[Coordinate labeling data]
__________________________________________________
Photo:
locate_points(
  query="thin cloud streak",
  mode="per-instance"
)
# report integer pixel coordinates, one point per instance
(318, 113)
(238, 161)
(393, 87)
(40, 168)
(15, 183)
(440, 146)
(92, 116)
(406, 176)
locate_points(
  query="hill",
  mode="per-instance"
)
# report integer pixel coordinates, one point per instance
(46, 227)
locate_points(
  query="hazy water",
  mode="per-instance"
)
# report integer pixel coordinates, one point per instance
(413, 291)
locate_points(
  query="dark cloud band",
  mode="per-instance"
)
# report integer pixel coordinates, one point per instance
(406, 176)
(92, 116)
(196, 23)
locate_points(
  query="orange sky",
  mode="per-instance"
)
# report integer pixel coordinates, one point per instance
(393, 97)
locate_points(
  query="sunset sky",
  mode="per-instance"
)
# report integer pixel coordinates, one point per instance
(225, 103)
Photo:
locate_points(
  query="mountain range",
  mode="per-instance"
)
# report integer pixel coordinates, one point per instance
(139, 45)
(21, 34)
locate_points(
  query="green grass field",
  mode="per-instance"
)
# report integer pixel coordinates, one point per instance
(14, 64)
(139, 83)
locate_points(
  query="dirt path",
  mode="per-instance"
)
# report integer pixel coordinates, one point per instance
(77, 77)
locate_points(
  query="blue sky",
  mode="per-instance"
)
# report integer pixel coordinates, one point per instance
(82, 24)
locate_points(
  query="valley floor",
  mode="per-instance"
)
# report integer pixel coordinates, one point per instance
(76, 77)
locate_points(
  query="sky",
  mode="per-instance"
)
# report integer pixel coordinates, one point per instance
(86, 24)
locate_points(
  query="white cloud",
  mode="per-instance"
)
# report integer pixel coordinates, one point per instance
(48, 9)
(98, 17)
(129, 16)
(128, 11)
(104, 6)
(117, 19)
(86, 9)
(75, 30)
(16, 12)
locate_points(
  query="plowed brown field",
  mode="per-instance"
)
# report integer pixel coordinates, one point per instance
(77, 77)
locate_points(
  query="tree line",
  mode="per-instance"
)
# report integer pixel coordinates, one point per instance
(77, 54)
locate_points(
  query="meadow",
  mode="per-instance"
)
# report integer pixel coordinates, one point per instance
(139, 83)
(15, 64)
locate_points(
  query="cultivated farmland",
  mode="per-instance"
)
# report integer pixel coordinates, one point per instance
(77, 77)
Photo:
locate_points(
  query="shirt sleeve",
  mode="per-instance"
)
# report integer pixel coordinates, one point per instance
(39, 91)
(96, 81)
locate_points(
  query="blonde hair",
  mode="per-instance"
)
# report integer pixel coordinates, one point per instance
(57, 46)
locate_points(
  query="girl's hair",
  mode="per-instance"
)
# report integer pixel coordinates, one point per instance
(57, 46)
__________________________________________________
:: TASK TO CARRY OUT ::
Take the records above and return them exactly as written.

:: EXERCISE RESPONSE ::
Photo:
locate_points(
  query="thin cloud streak",
  mode="per-instance"
)
# report integer pixel coordinates, one point per instance
(318, 113)
(238, 161)
(393, 87)
(40, 168)
(15, 183)
(440, 146)
(92, 116)
(406, 176)
locate_points(
  query="hill",
  mode="per-instance"
)
# report integer pixel coordinates, one point per instance
(46, 227)
locate_points(
  query="hazy water",
  mode="per-instance"
)
# report integer pixel coordinates, one point per instance
(413, 291)
locate_points(
  query="dark cloud band",
  mode="per-instance"
)
# report integer pixel coordinates, one point per instance
(406, 176)
(92, 116)
(196, 23)
locate_points(
  query="orange sky",
  mode="per-instance"
)
# report integer pixel coordinates, one point per instance
(393, 97)
locate_points(
  query="sunset sky",
  mode="per-instance"
)
# report integer pixel coordinates, one point per instance
(225, 103)
Photo:
locate_points(
  query="mountain range",
  mode="per-instance"
)
# report integer pixel coordinates, one point per instance
(139, 45)
(21, 34)
locate_points(
  query="green grass field",
  mode="per-instance"
)
# report integer pixel coordinates, one point per instance
(14, 64)
(139, 83)
locate_points(
  query="dirt path",
  mode="per-instance"
)
# report integer pixel coordinates, one point per instance
(77, 77)
locate_points(
  query="blue sky",
  mode="per-instance"
)
# report integer pixel coordinates, one point per instance
(82, 24)
locate_points(
  query="valley floor",
  mode="per-instance"
)
# report integer pixel coordinates, one point per instance
(76, 77)
locate_points(
  query="sky",
  mode="per-instance"
)
# report integer pixel coordinates, one point per instance
(86, 24)
locate_points(
  query="white cloud",
  mode="per-instance"
)
# report integer pixel coordinates, one point per instance
(48, 9)
(98, 17)
(129, 16)
(128, 11)
(104, 6)
(117, 19)
(86, 9)
(75, 30)
(16, 12)
locate_points(
  query="plowed brown field",
  mode="per-instance"
)
# report integer pixel coordinates, one point per instance
(77, 77)
locate_points(
  query="tree line",
  mode="per-instance"
)
# report integer pixel coordinates, one point per instance
(77, 54)
locate_points(
  query="meadow",
  mode="per-instance"
)
# report integer pixel coordinates, one point per instance
(139, 83)
(15, 64)
locate_points(
  query="cultivated farmland",
  mode="per-instance"
)
# report integer pixel coordinates, one point per instance
(77, 77)
Photo:
locate_points(
  query="shirt sleeve",
  mode="per-instance"
)
# report integer pixel coordinates, one point per instance
(39, 91)
(96, 81)
locate_points(
  query="blonde hair",
  mode="per-instance"
)
# report integer pixel coordinates, one point per instance
(57, 46)
locate_points(
  query="girl's hair",
  mode="per-instance"
)
# report integer pixel coordinates, one point per instance
(57, 46)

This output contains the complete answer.